* **Direction**: Can you pull every text line from the entries below, copied word for word, and leave the pictures out?

* **Records for this exercise**:
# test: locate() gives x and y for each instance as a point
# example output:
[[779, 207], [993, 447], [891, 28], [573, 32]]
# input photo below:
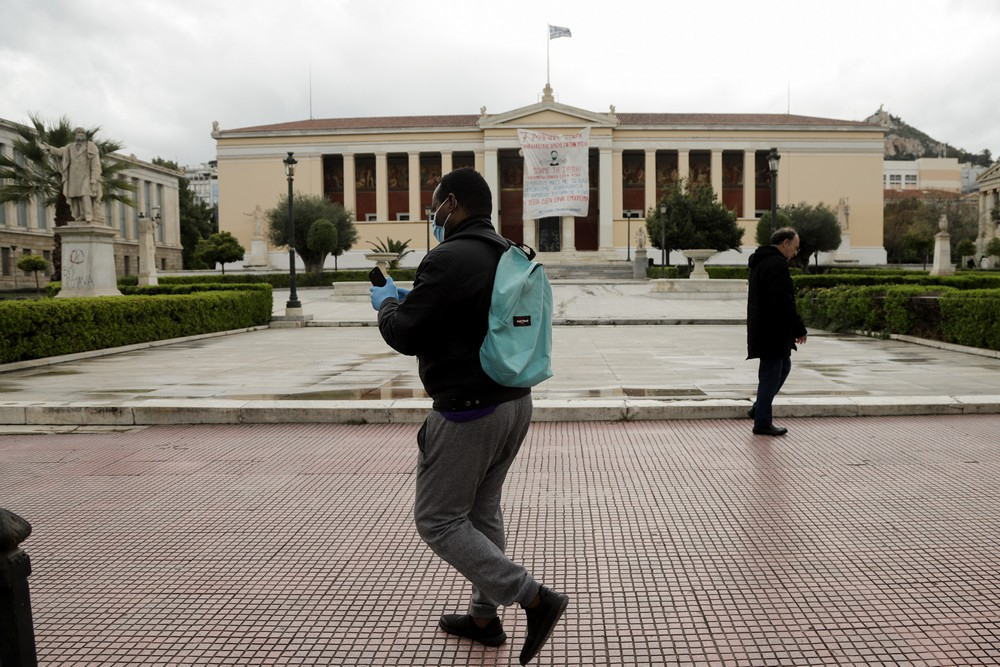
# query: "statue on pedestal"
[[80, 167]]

* **Answer below**:
# test: locate() gives x and y for each instance as a point
# example output:
[[779, 207], [993, 447], [891, 28], [573, 32]]
# input photo below:
# query: "statue on pedestal"
[[80, 167]]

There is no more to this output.